* [Exercise A]
Reproduce the listing below from its beginning through the line with "box: [157, 72, 172, 87]", both ends included, and leave out the pictures.
=== Text ===
Subject: None, As None Is Needed
regicides anonymous wrote:
This epistle will not pander to your elementary understanding of the English language, so I suggest you procure a dictionary, lest my message of unabated loathing fly right over your infantile head.
You, sir, are a fool. Now, I haven't read your blog per se, but, for reasons upon which I will not condescend to expound, I find you intensely objectionable nonetheless. Should you not relieve the information super-thoroughfare of your metastatic e-presence, I will be compelled to use the full force and weight of my preeminent status among internet humorists (Editor-In-Chief of Regicides Anonymous, which boasts roughly 35 "hits" per day) to dispatch you myself.
Good Day.
Bartleby H. McFinn
Editor-In-Chief, Regicides Anonymous
I looked up some of the words in this and quickly discovered that this e-mail is offensive. I mean, I try to make a legitimate plea for help and advice and this is the response I get?
Apparently, this missive full of vitriolic invective (I looked some other words up, too) is from one of the six or so other CRACKED "bloggers" - who apparently include some kind of robotic man, a Lord of questionable nobility, an evil genius with his own blog city, and something called a "Sean Crespo," all of whom I just noticed existed - and apparently one (or more, who knows?) has it out for me.
Well, let me tell you, this particular fellow, who by his own admission murders kings without even telling them his name, has no idea who he's dealing with.
I can tell you right now that this blog will not be shutting down. I was planning on getting rid of it in a couple weeks, but now that you've issued your challenge, I'm going to keep it going just out of spite. Extreme, tooth-clenched, so-angry-I'm-spitting-all-over-myself-when-I-talk spite.
===
* [Exercise B]
From the blog post, write out word for word everything from "Subject: None, As" to "your infantile head.".
=== Extracted entries ===
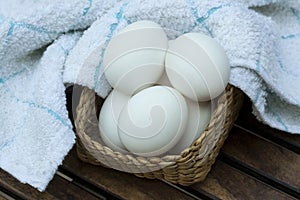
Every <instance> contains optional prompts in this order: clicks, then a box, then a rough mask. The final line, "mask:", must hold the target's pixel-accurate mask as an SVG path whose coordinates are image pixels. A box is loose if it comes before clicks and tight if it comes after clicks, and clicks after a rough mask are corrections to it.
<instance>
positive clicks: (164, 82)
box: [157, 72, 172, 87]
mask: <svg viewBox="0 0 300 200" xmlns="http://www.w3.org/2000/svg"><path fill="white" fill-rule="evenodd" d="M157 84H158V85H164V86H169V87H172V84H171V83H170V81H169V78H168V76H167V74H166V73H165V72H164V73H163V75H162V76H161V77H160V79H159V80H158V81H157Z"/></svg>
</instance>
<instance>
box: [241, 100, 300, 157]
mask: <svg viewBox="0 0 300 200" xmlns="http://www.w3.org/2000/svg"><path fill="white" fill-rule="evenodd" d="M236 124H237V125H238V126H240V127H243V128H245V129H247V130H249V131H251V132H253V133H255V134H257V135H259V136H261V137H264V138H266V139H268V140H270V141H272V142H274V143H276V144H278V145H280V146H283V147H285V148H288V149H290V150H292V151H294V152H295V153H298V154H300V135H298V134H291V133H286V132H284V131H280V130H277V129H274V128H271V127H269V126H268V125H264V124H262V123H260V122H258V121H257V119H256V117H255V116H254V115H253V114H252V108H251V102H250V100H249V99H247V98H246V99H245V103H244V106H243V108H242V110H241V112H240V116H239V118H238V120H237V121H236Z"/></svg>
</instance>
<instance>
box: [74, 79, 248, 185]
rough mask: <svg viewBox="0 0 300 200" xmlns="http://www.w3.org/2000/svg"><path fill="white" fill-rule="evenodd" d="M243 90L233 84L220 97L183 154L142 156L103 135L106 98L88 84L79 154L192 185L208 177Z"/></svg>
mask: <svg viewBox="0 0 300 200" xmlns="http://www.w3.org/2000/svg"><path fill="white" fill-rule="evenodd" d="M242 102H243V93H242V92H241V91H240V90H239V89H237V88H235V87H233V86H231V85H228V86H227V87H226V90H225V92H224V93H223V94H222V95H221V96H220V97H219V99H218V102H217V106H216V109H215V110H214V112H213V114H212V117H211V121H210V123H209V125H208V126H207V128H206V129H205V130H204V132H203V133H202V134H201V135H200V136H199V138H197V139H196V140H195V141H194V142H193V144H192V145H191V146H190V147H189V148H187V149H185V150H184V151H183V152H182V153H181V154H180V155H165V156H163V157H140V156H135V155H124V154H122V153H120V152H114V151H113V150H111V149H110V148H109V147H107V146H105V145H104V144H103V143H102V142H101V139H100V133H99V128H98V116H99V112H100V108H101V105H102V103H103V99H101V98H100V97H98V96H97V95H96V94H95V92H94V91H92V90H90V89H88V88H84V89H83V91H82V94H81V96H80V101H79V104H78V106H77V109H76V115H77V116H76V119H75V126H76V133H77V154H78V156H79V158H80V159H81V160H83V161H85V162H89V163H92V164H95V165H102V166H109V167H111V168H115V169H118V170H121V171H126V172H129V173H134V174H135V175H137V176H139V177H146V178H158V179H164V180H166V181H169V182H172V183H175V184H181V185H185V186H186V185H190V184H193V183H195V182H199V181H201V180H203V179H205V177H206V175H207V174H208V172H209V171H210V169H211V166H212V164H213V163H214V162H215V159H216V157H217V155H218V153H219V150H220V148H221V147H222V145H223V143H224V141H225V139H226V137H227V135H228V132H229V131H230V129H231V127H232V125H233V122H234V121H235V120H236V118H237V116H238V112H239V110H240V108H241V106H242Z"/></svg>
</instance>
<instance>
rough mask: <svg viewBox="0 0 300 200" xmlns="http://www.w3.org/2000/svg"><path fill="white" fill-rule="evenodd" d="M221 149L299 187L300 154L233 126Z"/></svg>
===
* [Answer section A]
Every <instance> contains optional prompts in this order: clicks, then a box, then a rough mask. The final line, "mask:", must hold the target's pixel-accurate mask as an SVG path whose coordinates are image pixels. A box is loose if it comes before clicks and tight if it comes after clicks, and clicks after a rough mask are corrections to it.
<instance>
positive clicks: (164, 82)
box: [157, 72, 172, 87]

* [Answer section B]
Subject: None, As None Is Needed
regicides anonymous wrote:
This epistle will not pander to your elementary understanding of the English language, so I suggest you procure a dictionary, lest my message of unabated loathing fly right over your infantile head.